— Begin DATA RECORDS —

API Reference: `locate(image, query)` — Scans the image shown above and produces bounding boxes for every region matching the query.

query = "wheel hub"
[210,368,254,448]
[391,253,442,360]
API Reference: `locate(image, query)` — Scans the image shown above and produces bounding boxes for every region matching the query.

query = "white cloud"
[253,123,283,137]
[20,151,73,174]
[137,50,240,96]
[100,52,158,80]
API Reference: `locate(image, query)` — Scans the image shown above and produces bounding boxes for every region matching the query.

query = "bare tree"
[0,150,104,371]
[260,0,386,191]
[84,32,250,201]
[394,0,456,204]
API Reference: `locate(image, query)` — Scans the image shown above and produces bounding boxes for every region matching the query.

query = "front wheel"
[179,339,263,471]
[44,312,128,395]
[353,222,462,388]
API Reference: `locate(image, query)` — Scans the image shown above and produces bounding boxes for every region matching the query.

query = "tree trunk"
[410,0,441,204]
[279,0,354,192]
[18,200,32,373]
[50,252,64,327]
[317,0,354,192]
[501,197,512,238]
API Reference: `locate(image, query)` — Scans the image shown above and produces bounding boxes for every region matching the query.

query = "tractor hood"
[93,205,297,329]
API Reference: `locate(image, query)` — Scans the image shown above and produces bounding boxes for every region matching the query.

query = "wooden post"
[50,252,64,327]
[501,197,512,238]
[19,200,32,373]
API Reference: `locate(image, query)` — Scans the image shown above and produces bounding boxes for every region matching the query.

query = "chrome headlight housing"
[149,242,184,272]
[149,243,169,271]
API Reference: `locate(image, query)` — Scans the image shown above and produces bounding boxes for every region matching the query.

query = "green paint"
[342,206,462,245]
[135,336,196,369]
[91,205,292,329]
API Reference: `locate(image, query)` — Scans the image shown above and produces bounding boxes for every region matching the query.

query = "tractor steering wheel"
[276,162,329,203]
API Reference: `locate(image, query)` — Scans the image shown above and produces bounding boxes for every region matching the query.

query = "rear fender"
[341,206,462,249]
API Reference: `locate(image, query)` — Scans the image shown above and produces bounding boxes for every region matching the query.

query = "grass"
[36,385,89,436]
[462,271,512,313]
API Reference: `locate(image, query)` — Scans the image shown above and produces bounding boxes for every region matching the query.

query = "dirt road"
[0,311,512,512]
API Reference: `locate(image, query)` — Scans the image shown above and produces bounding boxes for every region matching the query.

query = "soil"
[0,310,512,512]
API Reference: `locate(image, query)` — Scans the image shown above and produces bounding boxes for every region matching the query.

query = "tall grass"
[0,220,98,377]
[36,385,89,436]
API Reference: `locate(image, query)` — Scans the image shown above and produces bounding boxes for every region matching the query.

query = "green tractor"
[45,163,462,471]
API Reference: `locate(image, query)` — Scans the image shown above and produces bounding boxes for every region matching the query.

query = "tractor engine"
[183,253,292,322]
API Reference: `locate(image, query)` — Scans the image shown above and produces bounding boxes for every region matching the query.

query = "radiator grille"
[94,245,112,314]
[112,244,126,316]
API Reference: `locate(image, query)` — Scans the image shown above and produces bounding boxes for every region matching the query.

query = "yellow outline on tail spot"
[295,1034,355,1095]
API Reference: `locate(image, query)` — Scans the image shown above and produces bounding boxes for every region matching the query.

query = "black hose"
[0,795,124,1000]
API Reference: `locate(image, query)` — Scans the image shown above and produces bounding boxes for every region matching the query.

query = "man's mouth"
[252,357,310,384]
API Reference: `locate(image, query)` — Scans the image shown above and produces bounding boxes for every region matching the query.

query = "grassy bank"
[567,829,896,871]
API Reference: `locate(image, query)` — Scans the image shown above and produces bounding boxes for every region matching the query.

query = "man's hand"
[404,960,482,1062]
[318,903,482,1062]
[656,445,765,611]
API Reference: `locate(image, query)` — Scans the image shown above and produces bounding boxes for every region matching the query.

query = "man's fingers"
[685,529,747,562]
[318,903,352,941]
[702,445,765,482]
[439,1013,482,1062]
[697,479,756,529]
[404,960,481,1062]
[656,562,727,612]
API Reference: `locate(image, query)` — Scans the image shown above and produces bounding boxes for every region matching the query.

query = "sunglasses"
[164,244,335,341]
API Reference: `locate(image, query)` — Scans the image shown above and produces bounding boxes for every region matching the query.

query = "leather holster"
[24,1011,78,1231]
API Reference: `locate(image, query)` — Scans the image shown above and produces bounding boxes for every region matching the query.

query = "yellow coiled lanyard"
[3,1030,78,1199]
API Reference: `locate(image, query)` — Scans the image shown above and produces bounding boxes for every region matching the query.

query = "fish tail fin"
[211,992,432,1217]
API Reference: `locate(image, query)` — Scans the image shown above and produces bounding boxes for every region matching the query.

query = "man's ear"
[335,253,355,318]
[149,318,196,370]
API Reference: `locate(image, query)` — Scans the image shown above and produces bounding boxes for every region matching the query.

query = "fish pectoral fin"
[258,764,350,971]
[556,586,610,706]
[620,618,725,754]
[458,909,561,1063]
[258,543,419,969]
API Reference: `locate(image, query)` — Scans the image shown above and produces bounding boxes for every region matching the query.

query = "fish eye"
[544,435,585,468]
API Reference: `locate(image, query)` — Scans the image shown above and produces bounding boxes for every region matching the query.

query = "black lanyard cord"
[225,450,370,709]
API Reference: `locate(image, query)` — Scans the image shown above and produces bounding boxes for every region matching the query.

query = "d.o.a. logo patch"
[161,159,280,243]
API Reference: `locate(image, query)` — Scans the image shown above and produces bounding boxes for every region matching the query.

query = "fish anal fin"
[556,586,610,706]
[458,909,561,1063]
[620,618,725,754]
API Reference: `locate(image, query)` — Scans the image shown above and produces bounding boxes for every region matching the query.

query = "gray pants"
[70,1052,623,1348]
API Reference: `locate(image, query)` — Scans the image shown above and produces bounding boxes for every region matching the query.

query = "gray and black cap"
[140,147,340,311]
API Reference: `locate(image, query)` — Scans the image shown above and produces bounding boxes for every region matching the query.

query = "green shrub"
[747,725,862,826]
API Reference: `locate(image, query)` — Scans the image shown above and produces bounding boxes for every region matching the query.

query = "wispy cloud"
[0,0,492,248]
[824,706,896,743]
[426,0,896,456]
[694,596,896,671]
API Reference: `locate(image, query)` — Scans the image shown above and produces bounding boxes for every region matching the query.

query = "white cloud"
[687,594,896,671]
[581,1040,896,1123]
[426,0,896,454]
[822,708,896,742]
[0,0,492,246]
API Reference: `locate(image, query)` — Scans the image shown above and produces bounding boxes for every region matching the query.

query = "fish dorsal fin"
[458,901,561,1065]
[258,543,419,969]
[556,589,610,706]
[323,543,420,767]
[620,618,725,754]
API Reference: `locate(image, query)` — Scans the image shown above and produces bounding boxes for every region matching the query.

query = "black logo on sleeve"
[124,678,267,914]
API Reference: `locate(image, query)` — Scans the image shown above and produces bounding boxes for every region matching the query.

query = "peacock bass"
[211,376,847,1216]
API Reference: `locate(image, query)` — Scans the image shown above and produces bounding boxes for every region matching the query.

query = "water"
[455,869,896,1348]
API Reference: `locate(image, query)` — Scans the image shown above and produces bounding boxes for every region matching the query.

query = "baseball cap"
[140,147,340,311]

— End DATA RECORDS —
— Begin DATA RECORDS —

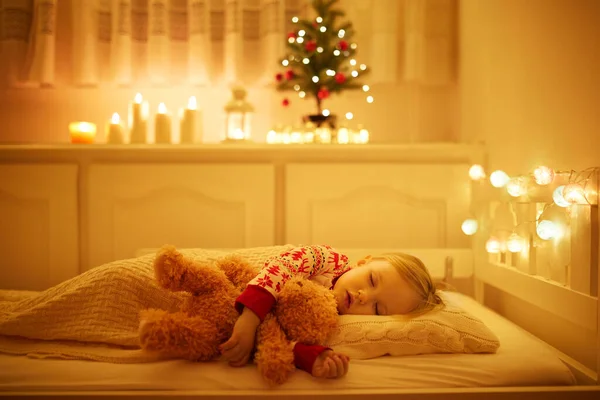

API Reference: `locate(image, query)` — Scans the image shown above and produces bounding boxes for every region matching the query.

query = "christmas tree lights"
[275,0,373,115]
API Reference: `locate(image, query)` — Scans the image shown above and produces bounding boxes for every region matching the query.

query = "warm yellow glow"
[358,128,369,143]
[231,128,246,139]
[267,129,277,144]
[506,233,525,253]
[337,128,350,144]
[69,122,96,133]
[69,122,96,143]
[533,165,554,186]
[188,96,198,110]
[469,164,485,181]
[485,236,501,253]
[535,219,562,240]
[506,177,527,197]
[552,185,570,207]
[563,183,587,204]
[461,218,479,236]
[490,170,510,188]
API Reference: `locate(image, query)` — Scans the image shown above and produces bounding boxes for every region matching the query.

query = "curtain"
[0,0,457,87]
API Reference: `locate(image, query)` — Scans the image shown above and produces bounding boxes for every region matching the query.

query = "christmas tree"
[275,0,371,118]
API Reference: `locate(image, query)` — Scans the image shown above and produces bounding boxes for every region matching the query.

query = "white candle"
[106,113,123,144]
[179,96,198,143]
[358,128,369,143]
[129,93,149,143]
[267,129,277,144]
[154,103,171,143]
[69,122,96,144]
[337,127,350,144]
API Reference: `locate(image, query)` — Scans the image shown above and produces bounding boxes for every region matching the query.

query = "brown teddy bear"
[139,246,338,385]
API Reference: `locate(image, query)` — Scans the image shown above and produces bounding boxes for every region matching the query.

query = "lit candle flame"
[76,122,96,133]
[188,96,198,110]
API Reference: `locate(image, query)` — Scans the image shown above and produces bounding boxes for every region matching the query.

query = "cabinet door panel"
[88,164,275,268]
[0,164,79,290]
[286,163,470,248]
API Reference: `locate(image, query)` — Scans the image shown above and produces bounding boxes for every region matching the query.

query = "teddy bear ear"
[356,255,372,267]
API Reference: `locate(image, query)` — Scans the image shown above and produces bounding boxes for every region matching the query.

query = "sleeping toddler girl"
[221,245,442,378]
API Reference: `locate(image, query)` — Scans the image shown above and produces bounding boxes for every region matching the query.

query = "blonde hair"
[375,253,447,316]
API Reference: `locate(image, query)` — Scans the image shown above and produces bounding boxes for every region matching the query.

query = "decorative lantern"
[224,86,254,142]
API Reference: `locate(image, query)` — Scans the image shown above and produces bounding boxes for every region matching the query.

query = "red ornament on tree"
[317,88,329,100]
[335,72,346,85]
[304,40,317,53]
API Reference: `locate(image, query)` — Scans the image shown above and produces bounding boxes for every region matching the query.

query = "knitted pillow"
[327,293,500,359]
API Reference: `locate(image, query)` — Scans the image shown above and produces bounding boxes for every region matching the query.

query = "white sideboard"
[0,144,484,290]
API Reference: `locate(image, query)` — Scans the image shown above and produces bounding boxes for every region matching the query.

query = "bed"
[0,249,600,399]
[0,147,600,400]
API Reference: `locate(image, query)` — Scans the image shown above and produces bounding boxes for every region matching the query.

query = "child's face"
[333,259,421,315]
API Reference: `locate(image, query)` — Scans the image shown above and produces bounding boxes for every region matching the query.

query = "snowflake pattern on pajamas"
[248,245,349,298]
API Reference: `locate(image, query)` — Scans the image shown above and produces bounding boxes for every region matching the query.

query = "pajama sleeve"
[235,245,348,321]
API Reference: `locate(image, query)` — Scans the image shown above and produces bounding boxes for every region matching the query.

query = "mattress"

— End DATA RECORDS —
— Begin DATA RECORDS —

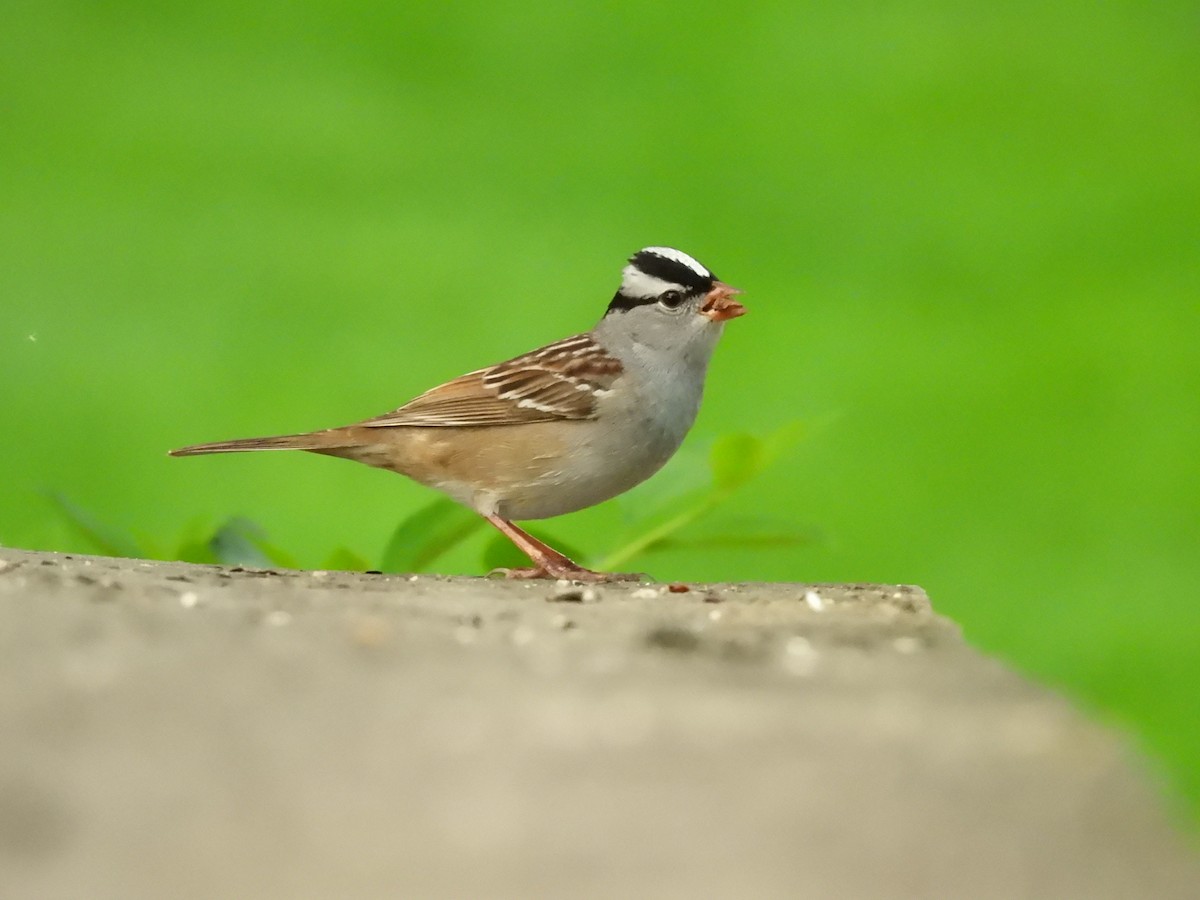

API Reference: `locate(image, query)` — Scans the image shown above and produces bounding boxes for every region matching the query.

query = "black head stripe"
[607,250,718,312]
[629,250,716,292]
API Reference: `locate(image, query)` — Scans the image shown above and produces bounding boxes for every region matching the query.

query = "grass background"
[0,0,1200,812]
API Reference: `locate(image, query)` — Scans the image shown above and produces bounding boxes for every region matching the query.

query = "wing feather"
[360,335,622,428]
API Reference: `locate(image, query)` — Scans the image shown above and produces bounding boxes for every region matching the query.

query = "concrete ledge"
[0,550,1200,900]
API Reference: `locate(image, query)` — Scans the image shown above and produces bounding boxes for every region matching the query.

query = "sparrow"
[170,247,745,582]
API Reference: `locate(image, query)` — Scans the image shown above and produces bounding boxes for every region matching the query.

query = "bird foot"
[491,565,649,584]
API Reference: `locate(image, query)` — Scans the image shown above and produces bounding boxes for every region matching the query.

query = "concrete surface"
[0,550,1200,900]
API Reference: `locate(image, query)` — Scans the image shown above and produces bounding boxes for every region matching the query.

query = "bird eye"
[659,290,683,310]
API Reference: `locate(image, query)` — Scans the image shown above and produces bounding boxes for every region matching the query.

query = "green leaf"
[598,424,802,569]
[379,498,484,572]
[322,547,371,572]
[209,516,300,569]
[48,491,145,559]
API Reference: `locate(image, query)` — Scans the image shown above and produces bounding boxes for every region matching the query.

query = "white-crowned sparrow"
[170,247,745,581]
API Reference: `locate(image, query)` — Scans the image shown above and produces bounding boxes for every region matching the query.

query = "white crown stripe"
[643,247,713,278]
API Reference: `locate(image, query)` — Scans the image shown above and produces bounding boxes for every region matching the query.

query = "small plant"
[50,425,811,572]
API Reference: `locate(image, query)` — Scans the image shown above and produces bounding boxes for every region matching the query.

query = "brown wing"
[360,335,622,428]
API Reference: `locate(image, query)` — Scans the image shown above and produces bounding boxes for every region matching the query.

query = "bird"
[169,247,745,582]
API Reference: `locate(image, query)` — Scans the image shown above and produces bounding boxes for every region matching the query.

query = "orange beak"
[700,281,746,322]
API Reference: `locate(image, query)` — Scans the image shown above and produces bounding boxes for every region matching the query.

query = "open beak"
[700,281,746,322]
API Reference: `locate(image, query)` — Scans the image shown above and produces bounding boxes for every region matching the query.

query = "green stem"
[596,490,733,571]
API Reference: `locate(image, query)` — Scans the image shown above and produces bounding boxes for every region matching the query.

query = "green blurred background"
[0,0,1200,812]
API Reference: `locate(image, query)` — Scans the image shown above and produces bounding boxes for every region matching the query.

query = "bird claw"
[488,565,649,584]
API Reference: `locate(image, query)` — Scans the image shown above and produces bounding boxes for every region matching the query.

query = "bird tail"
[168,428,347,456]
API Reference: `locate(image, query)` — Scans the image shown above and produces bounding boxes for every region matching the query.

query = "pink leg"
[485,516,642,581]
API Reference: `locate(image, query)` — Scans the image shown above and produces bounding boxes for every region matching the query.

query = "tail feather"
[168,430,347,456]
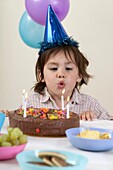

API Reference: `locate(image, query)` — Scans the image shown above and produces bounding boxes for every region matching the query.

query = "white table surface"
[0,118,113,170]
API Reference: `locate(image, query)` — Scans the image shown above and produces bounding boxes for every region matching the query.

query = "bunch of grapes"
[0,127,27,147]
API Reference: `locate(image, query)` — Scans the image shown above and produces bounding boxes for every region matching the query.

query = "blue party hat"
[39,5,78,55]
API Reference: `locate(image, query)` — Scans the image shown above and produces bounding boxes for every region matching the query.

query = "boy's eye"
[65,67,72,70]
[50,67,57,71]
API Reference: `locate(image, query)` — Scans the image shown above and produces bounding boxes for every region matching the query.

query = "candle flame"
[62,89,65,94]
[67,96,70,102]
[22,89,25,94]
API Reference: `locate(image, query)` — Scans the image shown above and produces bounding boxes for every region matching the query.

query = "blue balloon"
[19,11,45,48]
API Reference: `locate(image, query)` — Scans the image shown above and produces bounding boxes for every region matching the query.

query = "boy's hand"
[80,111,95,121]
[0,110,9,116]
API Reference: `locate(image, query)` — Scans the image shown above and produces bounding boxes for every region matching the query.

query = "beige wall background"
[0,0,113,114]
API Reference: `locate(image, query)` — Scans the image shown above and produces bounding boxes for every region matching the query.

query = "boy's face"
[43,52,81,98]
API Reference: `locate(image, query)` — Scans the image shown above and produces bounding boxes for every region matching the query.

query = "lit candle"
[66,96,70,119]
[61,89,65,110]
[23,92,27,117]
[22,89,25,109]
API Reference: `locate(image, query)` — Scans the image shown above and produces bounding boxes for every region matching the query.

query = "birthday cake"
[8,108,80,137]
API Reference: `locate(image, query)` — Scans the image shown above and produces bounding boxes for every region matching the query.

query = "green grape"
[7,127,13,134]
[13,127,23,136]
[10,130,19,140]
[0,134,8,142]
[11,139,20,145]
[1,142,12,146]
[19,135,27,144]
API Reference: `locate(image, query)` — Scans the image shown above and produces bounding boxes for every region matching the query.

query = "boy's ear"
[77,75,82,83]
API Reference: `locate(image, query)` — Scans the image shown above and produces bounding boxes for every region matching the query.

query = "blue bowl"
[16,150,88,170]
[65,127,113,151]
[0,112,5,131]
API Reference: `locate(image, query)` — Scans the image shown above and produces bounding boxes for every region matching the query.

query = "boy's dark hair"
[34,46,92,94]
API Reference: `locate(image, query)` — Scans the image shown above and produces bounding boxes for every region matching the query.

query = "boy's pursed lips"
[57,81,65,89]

— End DATA RECORDS —

== GIVEN EXERCISE ==
Collect every line in the items above that contains the string "christmas" and list those lines.

== COMPLETED EXERCISE ==
query = "christmas tree lights"
query = "christmas tree"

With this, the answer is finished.